• **RECORDS SUPPLIED**:
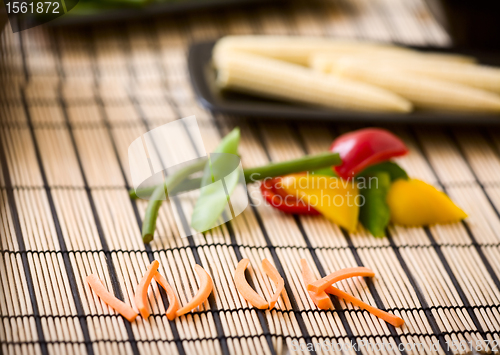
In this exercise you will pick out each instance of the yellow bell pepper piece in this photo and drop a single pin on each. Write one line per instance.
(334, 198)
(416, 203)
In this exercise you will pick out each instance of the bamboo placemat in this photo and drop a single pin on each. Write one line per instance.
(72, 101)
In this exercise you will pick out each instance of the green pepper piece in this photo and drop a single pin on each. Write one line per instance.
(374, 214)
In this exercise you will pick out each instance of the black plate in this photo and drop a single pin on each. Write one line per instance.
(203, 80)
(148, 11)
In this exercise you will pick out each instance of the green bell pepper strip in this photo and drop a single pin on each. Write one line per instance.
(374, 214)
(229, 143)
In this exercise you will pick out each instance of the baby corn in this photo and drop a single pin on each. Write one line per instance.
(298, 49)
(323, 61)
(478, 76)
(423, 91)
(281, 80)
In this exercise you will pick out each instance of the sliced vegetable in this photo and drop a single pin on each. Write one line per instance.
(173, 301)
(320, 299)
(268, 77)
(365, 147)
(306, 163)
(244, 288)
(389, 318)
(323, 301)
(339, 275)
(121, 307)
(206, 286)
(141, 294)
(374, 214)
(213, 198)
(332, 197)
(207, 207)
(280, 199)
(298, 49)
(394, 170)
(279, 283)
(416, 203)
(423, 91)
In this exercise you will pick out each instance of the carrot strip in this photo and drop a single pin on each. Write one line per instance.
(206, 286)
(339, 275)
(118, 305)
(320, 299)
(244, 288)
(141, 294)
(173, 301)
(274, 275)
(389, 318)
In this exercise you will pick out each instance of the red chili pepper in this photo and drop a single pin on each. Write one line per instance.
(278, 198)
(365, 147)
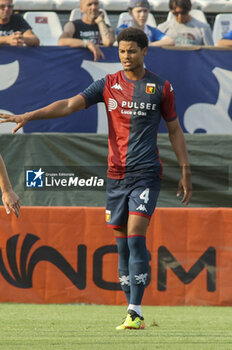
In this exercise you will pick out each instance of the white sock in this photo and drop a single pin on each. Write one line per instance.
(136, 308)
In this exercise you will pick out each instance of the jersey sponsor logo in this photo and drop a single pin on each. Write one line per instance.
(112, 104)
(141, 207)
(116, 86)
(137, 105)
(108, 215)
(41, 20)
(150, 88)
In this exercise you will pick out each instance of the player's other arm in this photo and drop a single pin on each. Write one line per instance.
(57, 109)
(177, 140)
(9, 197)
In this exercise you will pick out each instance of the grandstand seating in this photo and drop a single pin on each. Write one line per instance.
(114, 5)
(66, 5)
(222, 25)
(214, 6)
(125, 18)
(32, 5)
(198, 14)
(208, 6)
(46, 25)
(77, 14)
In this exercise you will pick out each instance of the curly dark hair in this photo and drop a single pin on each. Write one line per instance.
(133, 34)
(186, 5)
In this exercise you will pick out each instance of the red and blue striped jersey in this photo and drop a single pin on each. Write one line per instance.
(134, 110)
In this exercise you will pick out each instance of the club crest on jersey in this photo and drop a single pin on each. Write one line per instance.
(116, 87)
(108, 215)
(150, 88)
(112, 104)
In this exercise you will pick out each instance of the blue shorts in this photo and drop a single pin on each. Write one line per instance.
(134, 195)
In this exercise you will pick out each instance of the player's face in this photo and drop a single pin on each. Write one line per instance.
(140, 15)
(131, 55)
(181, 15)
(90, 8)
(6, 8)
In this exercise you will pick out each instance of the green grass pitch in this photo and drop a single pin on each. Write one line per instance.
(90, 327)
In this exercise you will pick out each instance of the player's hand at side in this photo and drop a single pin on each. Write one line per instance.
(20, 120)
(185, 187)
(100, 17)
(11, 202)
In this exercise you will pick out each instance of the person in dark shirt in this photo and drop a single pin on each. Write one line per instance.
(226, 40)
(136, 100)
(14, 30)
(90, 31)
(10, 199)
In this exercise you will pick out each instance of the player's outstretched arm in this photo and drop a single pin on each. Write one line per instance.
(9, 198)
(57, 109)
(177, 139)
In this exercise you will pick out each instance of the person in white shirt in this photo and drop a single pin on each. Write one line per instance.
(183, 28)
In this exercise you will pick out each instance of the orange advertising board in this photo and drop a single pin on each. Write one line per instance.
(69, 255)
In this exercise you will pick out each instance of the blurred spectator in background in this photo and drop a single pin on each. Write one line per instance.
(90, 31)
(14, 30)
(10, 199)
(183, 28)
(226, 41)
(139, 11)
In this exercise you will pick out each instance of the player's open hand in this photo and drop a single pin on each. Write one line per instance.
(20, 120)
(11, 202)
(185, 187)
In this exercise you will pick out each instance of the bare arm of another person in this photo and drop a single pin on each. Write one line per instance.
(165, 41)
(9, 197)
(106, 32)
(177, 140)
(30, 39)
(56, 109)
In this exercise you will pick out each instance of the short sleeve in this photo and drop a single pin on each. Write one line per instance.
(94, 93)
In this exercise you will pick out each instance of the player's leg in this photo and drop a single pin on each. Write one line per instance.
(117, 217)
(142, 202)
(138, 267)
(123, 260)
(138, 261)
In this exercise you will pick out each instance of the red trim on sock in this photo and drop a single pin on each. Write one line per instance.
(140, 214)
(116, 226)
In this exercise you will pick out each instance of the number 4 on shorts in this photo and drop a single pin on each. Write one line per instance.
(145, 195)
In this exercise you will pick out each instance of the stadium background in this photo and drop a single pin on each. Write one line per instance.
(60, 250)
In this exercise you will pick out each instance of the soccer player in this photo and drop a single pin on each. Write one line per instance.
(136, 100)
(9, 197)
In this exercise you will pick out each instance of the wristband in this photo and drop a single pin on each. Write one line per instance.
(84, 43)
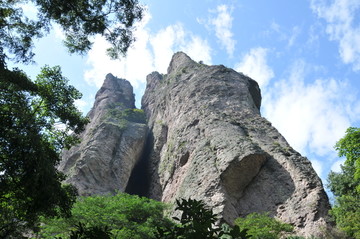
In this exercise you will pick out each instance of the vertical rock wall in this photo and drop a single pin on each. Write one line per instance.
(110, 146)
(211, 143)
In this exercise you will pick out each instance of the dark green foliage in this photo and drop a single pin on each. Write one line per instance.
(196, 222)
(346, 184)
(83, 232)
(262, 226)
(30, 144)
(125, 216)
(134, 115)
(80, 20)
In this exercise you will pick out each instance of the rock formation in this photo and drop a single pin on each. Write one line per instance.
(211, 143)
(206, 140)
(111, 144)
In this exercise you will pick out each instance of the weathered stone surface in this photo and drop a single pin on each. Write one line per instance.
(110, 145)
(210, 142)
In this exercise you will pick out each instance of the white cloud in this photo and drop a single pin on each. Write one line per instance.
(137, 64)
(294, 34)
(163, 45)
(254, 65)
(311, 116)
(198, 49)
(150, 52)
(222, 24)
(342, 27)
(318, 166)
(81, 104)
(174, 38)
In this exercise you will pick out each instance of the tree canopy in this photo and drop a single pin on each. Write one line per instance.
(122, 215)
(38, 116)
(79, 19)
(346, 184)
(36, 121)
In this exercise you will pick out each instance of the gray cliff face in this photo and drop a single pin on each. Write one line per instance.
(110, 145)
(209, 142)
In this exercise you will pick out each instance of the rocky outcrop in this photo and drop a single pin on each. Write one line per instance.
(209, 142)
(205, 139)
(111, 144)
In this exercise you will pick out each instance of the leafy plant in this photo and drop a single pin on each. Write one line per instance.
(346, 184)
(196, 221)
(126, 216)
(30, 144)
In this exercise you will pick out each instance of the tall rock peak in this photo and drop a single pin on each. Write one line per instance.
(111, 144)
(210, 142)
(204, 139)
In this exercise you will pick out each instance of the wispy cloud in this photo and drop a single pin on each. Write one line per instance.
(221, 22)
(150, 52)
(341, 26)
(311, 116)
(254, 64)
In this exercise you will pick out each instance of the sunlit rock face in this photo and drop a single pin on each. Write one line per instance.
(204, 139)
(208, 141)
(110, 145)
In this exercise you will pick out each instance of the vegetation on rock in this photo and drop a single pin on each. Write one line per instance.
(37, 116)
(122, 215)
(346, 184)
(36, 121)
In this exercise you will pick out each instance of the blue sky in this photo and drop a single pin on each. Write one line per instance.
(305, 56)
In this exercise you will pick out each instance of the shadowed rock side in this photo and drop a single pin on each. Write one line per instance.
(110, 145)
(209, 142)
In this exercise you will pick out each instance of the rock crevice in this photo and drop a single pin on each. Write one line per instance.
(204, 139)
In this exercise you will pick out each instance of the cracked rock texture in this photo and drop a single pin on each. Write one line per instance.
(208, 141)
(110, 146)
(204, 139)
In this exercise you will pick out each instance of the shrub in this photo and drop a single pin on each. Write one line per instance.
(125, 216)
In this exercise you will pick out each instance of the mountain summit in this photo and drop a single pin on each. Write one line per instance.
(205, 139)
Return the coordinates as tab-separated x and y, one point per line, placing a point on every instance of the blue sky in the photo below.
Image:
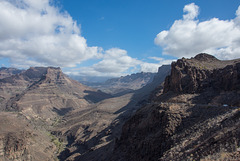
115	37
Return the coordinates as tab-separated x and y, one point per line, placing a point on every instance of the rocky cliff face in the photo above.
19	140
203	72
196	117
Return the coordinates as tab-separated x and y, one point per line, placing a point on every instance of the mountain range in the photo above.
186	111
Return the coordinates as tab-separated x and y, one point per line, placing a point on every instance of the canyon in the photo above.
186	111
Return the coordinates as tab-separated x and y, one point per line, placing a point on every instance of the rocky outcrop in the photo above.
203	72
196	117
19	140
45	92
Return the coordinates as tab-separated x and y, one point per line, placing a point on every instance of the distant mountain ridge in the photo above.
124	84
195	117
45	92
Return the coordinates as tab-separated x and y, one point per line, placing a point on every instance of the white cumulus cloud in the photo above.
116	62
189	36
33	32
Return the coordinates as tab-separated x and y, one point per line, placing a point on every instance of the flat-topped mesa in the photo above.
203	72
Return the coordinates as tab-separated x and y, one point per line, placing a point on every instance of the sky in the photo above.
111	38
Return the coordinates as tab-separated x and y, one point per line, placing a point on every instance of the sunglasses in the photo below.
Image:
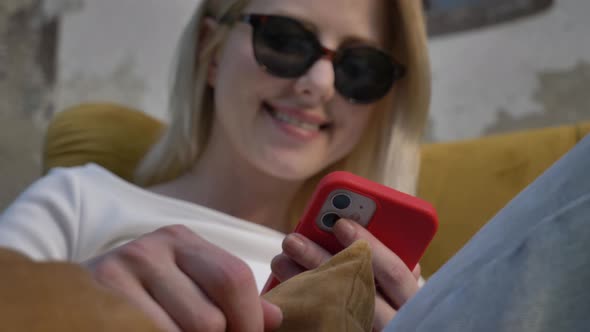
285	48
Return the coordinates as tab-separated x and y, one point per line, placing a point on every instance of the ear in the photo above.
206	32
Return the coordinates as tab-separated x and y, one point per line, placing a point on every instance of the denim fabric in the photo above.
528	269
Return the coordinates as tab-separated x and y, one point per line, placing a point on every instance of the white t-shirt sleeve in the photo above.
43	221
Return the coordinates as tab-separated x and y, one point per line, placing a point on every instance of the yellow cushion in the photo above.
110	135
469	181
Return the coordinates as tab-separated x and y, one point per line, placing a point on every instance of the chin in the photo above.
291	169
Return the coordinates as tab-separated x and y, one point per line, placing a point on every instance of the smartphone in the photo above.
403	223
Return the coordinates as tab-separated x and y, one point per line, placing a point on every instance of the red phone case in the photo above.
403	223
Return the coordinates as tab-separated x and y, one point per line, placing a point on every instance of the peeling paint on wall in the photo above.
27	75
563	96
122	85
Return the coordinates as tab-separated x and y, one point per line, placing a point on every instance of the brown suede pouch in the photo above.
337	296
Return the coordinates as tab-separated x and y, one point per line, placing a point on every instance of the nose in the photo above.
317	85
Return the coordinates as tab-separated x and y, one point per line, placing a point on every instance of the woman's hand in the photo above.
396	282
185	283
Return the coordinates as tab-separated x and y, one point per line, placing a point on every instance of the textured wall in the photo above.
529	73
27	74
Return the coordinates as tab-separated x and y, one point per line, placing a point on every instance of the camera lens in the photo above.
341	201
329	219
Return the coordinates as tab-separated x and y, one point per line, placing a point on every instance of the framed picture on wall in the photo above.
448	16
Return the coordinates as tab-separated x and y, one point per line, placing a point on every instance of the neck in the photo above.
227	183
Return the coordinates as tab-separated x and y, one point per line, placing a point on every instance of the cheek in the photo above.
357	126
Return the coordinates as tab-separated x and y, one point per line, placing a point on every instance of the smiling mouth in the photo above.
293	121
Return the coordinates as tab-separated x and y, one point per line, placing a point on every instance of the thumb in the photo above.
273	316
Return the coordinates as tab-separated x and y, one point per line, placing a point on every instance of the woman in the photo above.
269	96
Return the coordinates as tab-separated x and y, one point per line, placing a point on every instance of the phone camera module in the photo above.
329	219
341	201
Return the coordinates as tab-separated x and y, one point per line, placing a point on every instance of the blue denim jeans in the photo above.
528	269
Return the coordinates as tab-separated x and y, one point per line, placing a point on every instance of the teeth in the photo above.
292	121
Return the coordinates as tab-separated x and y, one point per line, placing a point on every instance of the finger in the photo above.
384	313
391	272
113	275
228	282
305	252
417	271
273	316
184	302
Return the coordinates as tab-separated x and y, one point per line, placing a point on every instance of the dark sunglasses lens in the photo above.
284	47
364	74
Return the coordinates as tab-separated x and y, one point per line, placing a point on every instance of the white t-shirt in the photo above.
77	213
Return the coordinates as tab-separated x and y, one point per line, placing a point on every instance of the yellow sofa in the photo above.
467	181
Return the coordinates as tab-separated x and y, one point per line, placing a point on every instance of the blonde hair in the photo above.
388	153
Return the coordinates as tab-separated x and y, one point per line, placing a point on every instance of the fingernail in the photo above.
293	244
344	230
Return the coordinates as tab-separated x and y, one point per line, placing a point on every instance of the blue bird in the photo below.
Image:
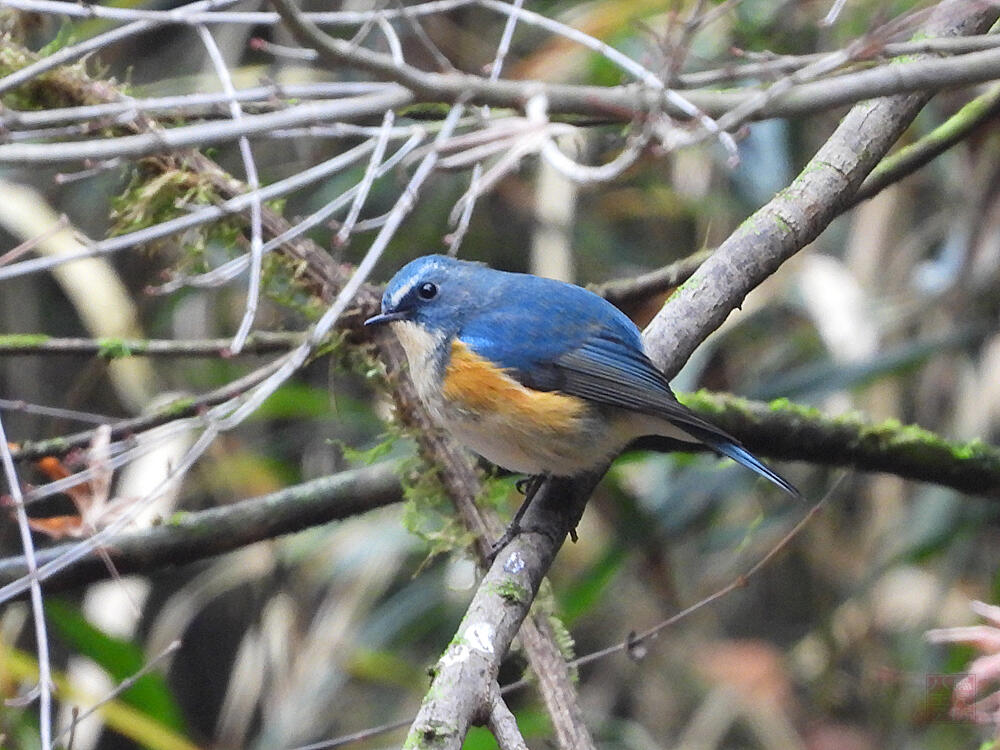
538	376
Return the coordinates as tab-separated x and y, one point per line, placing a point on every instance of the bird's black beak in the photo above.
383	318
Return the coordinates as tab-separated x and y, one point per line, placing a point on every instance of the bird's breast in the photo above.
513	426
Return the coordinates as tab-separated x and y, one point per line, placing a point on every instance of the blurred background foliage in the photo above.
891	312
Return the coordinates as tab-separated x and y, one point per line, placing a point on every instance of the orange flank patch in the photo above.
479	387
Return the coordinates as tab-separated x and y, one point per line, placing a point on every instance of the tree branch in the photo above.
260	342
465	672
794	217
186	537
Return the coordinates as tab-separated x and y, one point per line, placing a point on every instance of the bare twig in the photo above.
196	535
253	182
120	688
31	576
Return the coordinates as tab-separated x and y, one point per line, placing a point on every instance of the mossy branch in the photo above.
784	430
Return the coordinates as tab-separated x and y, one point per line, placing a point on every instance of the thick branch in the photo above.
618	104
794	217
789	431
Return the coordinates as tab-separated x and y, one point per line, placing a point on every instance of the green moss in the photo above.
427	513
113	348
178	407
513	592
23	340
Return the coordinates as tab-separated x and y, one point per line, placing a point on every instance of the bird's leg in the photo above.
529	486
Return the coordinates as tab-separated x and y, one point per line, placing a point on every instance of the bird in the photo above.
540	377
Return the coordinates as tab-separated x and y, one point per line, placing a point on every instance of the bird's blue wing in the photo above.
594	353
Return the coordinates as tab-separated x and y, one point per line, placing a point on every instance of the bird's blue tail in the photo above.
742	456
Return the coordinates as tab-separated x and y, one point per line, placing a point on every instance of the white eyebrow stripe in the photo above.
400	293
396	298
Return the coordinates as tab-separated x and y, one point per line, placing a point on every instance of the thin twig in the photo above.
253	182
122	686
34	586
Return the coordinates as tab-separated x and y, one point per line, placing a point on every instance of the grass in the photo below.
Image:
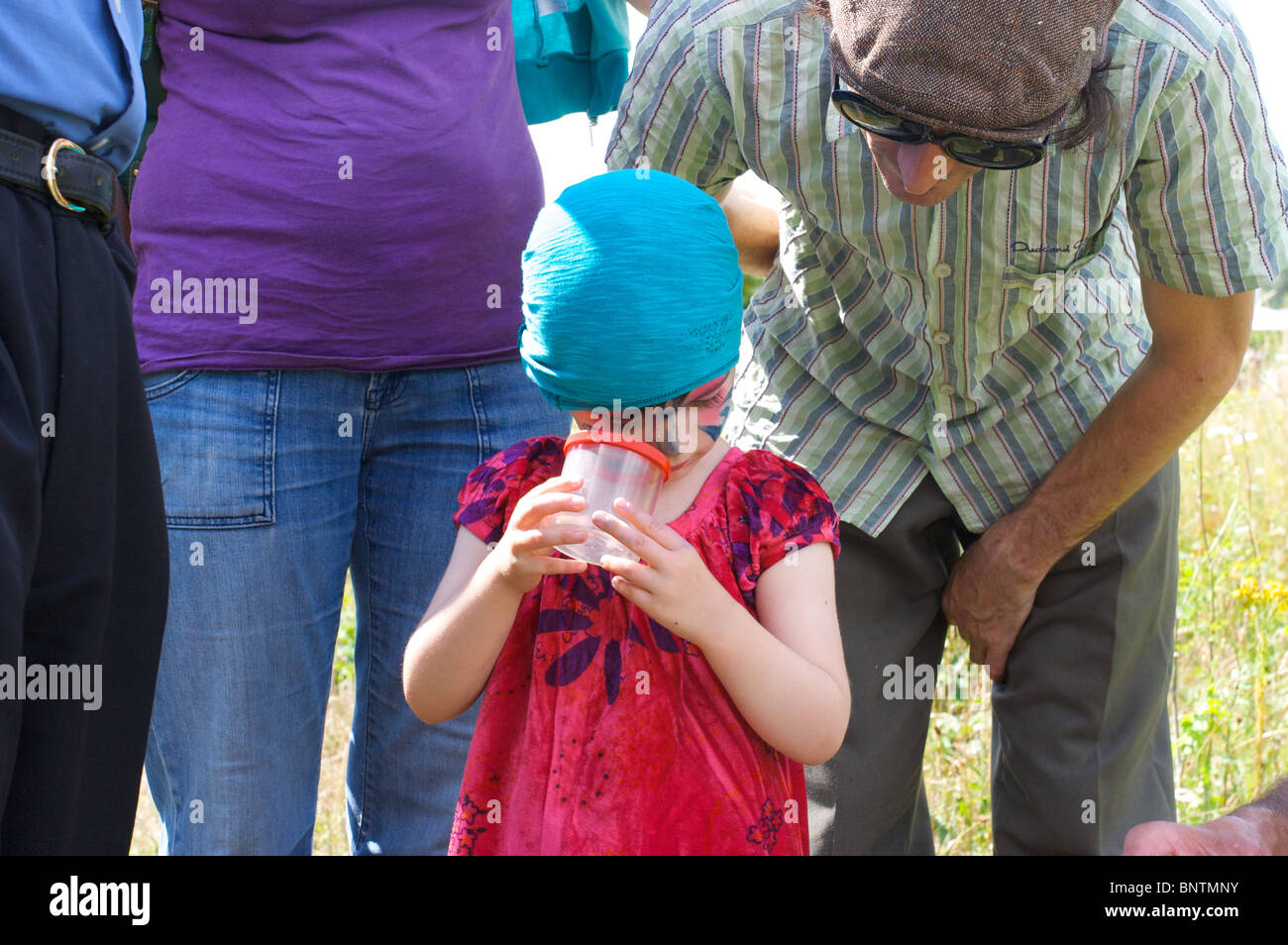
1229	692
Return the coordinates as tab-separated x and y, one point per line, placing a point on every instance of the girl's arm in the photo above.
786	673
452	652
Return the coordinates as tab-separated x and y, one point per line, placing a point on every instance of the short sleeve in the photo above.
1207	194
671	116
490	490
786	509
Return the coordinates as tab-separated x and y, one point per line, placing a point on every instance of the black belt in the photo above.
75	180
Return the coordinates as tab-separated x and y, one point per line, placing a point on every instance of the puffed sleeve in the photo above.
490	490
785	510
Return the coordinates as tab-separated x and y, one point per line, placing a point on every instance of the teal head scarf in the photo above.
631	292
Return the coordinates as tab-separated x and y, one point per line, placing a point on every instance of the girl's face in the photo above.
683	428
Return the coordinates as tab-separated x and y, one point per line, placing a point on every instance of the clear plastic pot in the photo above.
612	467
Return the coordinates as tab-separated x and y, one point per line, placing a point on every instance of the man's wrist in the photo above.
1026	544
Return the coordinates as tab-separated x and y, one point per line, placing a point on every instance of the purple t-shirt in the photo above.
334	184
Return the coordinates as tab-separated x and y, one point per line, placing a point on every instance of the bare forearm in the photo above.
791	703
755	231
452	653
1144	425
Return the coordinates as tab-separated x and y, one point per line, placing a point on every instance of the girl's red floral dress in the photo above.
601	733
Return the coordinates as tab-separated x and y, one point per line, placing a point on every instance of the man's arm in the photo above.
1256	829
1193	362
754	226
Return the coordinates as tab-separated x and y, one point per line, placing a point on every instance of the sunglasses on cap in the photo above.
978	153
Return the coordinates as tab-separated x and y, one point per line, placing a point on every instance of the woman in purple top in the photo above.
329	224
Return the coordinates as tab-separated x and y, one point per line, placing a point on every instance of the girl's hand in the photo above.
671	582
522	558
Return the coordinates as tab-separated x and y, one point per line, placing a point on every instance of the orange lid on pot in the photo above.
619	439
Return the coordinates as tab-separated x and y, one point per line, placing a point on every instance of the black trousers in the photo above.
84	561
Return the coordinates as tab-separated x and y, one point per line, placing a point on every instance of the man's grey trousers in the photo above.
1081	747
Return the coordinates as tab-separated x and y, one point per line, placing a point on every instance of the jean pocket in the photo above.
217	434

• **OBJECTIVE**: Copy exactly the lines above, from the one containing "on pot in the photo above." through the very last line.

• **ANSWER TO THE PROBLEM**:
Return the coordinates as tab-separated x and y, one point per line, placing a point on every instance of the orange lid on pot in the photo above.
619	439
Return the coordinates as tab-separated x and y, one point per line, placing a point on every instance of the black trousers in the photo above.
84	561
Return the coordinates as tab-separated x and y, one point per line, placing a point on every instance of the man's grey trousers in the photo above.
1081	747
Return the coordinates as tab-separated x and y, one point per line, placing a point on every instance of the jean pocket in the photo above.
217	434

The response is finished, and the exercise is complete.